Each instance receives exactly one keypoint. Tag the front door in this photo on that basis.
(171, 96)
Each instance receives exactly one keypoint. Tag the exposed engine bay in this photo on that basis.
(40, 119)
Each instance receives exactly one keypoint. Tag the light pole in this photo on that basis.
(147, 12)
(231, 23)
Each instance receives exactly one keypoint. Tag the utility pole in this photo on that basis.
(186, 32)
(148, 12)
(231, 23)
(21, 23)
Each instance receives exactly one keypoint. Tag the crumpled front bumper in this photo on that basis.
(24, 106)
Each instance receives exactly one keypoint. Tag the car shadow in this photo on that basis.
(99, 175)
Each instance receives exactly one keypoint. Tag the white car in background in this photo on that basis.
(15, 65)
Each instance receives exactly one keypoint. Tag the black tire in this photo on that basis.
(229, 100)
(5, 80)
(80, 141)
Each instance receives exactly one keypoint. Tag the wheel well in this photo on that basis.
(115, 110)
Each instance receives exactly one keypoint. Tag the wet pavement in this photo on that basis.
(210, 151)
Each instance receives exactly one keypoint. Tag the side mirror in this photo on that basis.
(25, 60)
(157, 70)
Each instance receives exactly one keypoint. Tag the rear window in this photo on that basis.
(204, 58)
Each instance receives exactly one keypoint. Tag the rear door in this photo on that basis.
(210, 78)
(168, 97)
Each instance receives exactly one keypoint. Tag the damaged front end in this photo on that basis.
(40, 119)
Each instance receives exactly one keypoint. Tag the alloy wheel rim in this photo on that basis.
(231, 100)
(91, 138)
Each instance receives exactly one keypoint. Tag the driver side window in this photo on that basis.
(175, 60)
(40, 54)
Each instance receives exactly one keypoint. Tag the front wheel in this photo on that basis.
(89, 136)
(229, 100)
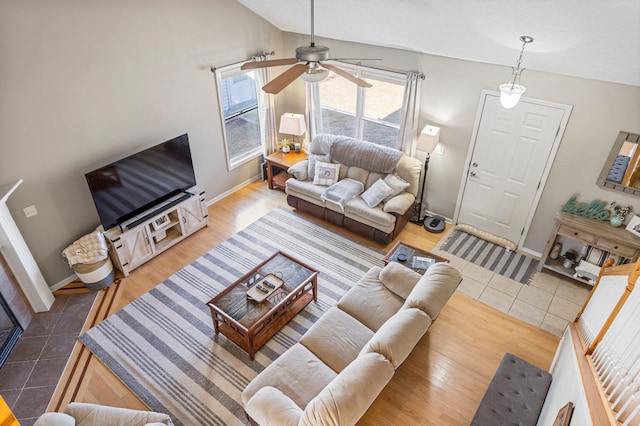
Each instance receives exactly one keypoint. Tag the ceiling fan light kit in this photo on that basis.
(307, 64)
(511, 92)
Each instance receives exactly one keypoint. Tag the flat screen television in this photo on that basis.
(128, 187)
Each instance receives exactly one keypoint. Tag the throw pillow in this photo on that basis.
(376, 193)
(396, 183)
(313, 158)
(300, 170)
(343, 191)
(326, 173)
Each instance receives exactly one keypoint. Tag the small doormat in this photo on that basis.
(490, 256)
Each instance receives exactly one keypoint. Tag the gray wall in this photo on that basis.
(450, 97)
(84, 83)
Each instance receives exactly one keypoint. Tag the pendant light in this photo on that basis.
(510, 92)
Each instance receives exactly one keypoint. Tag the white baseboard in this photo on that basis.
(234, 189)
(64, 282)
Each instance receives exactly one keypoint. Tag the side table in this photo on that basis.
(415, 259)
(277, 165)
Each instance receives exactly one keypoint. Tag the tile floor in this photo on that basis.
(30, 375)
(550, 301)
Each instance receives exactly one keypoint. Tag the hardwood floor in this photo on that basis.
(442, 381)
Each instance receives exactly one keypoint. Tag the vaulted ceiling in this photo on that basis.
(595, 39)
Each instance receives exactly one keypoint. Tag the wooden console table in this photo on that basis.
▬▬▬▬▬▬▬▬▬▬
**INSTRUCTIONS TO FOLLOW**
Copy out, word for word, the stretch of the items that opens with the line containing "Each instance receives exactly one keypoint. Tag the side table" and runs through the end of the items.

**WRITTEN RESPONSE**
Each instance receives exactly one keypoint. Tag the side table in this photo on that basis.
(415, 259)
(277, 165)
Each instance receives exactly one keypoint. Tag the tile floor in this photo on that basis.
(30, 375)
(550, 301)
Each instance receives exactly one keypoint. Tag the hardwood floor in this photo on that basis.
(442, 381)
Each instance receives exactly one keypoint. Tag the vaulted ceiling in this photo on that basis.
(595, 39)
Each instance receives exactly one keypoint. Tag the wooden console table in this photo on that basis.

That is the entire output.